▽
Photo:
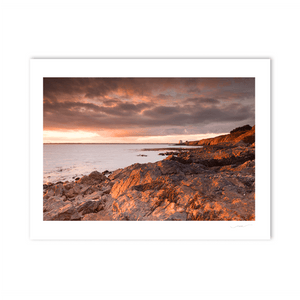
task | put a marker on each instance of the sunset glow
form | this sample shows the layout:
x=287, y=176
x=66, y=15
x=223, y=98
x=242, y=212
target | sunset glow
△
The problem :: Reproduce all the data as it stands. The pictures are not part of the copy.

Result for this exercise ::
Photo:
task | put a marker on each instance of the sunset glow
form | this sample shows the layout:
x=287, y=176
x=66, y=15
x=223, y=98
x=242, y=212
target | sunset glow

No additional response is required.